* [読む文章]:
· · · ·

ニュージーランド発。エコライフ、環境保護、山、森、動物、アウトドア、山歩き、猫についてのブログ。

ねむりねこよりみなさんへ

エコ・ニュージーランドへようこそ!! その時の気分で、過去の旅行の話になったり、庭、環境保全、トレッキング等々、話が飛んでいます。ジャンル別にお読みになりたい方は、左のカテゴリーからどうぞ!! また、本文中のトレッキング(トランピング)関連の用語の説明は、同じくカテゴリー欄から「ニュージーランドのトランピング用語集」をご参照ください (^o^)

石川県の山中温泉にある、樹齢2300年の杉の木

2012年11月11日 | 環境保全(生態系、動植物)
 日本に帰省している間に、ねむりねこはどうしても見たいものがあった。
 
 ある日、興味にかられて世界の古い樹木についてネットでちょこっと調べていたら、日本には縄文杉に並んで古い木があることを知った。それは、石川県の山中温泉にある菅原神社に植えられている「栢野の大杉(かやののおおすぎ)」という。わざわざ屋久島まで行かなくても、古い巨木に会えるなんてスゴい、スゴい 

 元・石川県民の夫、ねこかぶりに知ってるか聞いたら、「そんなの見たことも、聞いたこともないよぉ」との返事。それならぜひ見に行かなくっちゃということで話しがまとまったのだった。

 ねこかぶりの郷里、金沢市に帰省した時に、彼の両親、弟妹、親戚にも「栢野の大杉って知ってますか」と聞いたんだけど、誰も知る人がいなかった 樹齢2300年で国の天然記念物にも指定されているっていうのに、何でこんなに認知度が低いのっ

 よく晴れた日に、ねこかぶりの両親とねむりねこ夫婦で杉を見に出かけた。金沢市内からで約1時間ほどで山中温泉に到着。菅原神社を探したが、途中、どこにも看板や標識はなく、キョロキョロと探しながらを走らせていたら、道路脇にいきなり現れたので、慌てて停める場所を探した 

 神社のお向かいには昔ながらのお茶屋さん「大杉茶屋」があり、ここの薬草茶と草団子は、素朴だけど天然の風味が豊かでとっても美味しかった


 これが入り口。ここまでくればさすがに看板が立っている。

· · · ·

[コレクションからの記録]
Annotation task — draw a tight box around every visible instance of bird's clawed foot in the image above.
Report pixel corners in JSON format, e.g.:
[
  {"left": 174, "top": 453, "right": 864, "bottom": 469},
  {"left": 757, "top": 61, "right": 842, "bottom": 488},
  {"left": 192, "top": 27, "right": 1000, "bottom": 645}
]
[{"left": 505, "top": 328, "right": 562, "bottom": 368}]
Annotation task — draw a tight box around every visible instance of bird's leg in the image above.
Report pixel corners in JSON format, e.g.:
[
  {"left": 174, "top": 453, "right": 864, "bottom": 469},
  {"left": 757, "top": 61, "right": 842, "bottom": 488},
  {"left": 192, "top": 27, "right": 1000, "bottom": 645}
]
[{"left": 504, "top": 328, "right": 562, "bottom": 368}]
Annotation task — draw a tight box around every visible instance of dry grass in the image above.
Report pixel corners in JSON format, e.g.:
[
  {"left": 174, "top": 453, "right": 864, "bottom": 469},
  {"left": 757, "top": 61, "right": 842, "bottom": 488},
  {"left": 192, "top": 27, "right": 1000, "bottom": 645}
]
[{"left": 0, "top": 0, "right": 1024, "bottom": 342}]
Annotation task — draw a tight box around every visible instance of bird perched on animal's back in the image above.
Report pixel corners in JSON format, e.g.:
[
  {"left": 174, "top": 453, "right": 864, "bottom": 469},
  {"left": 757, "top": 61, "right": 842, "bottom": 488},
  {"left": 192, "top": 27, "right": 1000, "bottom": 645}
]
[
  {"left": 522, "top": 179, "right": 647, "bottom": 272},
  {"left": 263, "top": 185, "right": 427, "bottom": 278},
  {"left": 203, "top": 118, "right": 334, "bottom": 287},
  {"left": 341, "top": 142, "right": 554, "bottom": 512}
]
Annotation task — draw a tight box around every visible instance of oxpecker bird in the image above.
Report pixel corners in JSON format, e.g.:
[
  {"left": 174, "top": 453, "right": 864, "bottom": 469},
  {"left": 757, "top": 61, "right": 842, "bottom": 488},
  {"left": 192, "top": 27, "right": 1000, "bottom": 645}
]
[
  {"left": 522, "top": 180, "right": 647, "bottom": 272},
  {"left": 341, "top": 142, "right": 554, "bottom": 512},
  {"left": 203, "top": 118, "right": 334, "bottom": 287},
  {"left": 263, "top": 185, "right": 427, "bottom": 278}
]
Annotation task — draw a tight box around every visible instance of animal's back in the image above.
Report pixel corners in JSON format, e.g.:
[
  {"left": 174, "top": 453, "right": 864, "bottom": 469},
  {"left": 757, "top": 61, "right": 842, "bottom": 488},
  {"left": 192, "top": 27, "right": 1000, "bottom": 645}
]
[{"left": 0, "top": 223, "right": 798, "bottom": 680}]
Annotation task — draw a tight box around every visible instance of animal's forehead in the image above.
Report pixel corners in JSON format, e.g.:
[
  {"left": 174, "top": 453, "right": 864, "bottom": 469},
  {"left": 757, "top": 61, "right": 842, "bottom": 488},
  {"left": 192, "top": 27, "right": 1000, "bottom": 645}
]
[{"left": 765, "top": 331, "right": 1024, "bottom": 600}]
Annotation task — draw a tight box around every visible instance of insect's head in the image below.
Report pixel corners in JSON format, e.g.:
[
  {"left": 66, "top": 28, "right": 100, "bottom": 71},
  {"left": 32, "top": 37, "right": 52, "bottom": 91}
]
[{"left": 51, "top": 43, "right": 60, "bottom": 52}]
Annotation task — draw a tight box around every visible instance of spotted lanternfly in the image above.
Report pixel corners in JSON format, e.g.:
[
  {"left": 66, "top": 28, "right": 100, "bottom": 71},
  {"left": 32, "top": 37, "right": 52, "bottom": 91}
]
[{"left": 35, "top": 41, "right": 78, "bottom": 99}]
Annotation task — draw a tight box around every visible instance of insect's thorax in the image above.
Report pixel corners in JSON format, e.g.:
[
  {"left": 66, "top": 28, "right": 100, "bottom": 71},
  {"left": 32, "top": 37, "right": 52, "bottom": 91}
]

· · · ·

* [取り組む課題]:
A. 本文の「ある日、興味にかられて」で始まる段落を、主な事実を残したまま箇条書きにまとめてください。
B. 次の(i)〜(iii)が本文と合っているかどうか、それぞれ「はい」か「いいえ」で答え、決め手となる本文の言葉をそのまま引用してください。
(i) ねこかぶりは栢野の大杉を以前から知っていた。
(ii) 栢野の大杉は国の天然記念物に指定されている。
(iii) 神社の向かいにあるお茶屋さんの草団子は美味しかった。
答えるときは本文だけを手がかりにしてください。

* [課題の答え]:
A.
- 世界の古い樹木についてネットで少し調べていて、日本に縄文杉と並ぶほど古い木があると知った
- その木は、石川県の山中温泉にある菅原神社に植えられている「栢野の大杉(かやののおおすぎ)」
- 屋久島まで行かなくても古い巨木に会えることに感激した

B.
(i) いいえ。「そんなの見たことも、聞いたこともないよぉ」
(ii) はい。「国の天然記念物にも指定されている」
(iii) はい。「ここの薬草茶と草団子は、素朴だけど天然の風味が豊かでとっても美味しかった」